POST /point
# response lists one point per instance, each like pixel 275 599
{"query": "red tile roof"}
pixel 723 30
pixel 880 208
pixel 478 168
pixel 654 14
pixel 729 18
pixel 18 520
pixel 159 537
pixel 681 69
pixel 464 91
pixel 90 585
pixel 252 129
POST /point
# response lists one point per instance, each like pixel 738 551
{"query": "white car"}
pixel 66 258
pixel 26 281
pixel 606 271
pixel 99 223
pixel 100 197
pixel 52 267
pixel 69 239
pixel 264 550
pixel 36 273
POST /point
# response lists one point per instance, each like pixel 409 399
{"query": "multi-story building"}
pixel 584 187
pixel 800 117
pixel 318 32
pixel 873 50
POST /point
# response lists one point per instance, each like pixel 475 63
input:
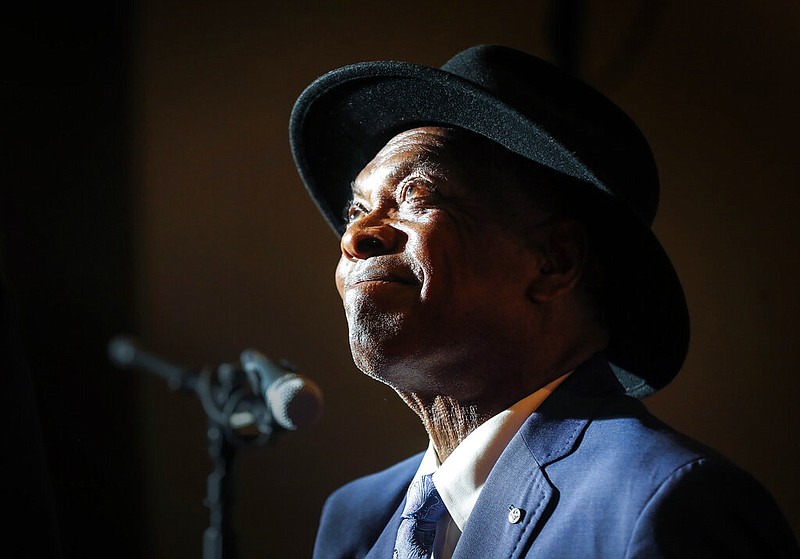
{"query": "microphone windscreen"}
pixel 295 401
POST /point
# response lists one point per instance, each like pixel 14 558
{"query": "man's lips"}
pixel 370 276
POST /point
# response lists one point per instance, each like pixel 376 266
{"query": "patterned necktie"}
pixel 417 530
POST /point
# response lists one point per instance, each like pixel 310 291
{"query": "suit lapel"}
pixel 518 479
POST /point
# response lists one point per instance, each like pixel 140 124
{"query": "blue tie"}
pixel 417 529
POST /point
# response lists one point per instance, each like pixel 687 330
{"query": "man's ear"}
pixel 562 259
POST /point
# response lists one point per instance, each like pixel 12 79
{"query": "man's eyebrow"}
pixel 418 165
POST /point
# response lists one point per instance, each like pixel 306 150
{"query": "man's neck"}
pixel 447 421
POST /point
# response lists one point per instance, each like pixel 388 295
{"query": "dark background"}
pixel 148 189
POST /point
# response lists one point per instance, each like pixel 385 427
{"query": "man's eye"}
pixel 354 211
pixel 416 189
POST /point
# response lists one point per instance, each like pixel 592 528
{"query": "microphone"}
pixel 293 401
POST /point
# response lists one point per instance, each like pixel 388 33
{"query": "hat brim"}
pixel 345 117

_ _ _ _ _ _ _

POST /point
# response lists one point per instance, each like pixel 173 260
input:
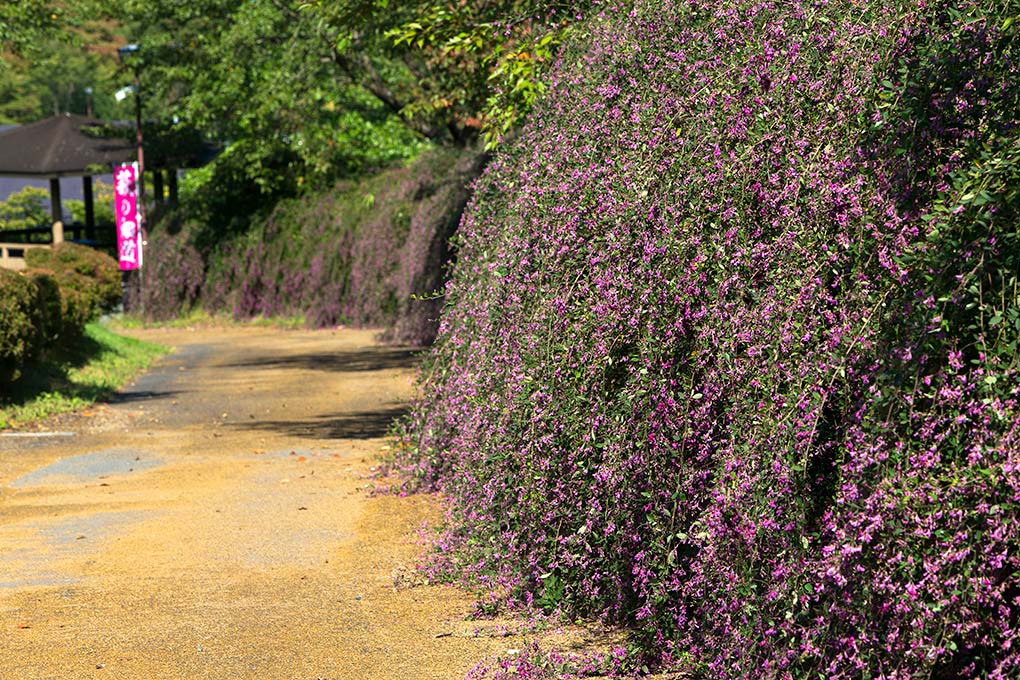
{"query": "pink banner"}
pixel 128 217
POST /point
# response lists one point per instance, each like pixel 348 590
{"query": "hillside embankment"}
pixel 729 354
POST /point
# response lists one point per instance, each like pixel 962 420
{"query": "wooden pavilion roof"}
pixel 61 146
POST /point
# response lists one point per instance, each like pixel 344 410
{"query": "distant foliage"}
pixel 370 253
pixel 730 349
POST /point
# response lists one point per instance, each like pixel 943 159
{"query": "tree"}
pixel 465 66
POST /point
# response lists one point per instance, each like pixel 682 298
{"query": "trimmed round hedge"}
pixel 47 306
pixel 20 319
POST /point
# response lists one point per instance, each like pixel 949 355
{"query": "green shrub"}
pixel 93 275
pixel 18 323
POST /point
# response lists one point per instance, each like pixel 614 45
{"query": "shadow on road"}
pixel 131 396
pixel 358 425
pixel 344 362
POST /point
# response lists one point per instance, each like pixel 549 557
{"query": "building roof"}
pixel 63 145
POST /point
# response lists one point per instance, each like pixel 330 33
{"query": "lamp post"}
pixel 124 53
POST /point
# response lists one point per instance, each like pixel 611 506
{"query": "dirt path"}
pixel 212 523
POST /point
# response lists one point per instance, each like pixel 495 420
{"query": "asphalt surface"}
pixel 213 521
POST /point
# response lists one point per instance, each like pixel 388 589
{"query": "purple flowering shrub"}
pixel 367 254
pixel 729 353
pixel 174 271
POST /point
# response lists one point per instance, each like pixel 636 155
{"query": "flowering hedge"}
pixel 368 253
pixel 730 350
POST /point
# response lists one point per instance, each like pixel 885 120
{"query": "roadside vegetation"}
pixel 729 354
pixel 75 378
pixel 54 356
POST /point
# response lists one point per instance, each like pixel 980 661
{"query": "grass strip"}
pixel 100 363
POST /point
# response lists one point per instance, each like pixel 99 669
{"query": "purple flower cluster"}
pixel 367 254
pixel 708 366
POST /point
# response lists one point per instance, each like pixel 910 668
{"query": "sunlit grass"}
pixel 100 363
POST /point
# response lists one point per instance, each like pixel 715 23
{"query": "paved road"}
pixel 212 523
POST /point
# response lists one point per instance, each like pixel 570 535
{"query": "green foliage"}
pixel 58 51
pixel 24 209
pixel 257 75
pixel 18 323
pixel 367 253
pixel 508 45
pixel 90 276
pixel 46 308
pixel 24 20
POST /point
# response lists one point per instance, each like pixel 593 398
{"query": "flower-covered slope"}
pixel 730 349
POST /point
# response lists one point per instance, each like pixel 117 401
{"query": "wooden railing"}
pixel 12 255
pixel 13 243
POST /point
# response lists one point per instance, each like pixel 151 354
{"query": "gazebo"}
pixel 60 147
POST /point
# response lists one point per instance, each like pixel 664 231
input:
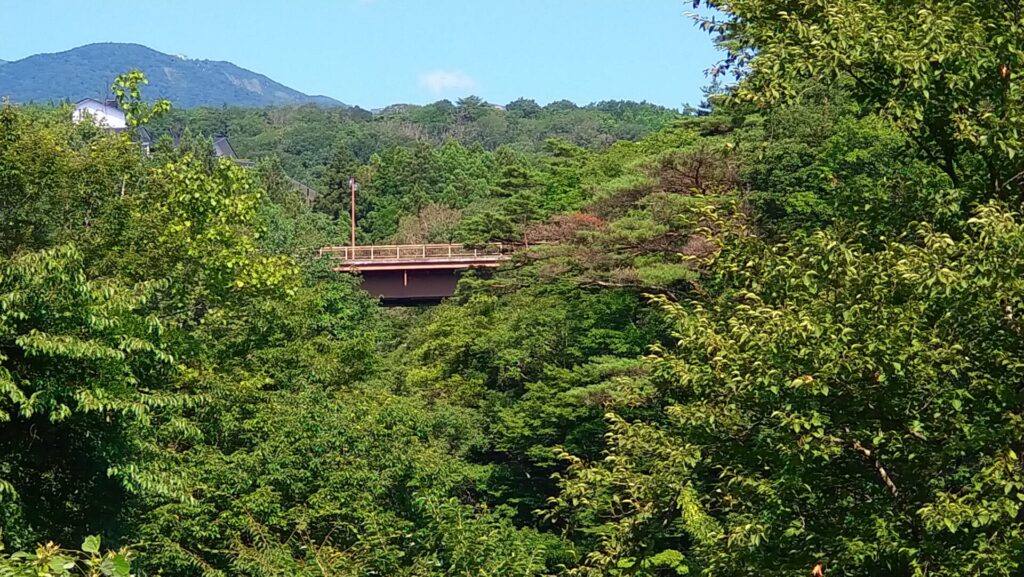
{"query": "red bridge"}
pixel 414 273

_ _ _ _ _ _ _

Exercise requirements: Pull out every line in the items above that contains the word "green". Case counts, so copy only lines where the capitalization matches.

Result:
{"query": "green shrub"}
{"query": "green foliage"}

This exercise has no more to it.